_TASK_:
Turn the material below into a numbered list with one line per item, skipping blank lines and omitting the pictures.

_PROVIDED DATA_:

###

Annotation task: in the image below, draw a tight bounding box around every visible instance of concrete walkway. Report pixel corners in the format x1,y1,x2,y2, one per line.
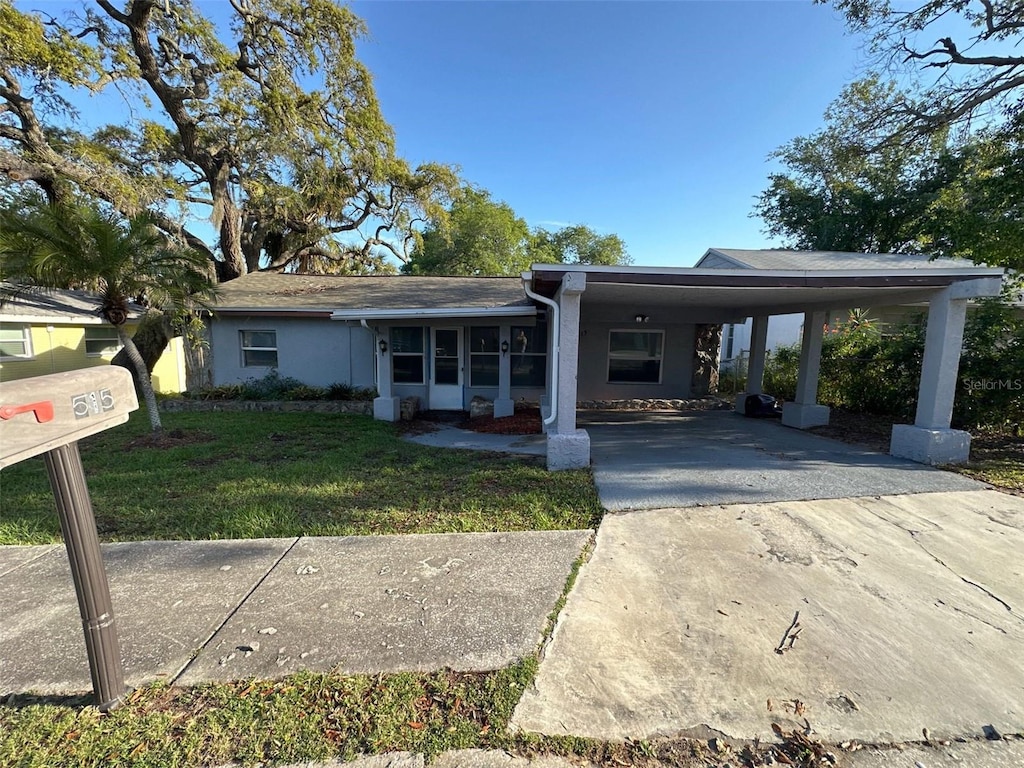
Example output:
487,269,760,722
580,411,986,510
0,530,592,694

###

_CORRECT OUTPUT_:
1. Annotation task: in the image below, draw a tight bounding box around every visible instance of concrete walkway. Report pixel corners in the format x1,y1,x2,y2, one per line.
2. Example output:
3. 487,269,760,722
4. 580,411,986,510
5. 0,530,592,694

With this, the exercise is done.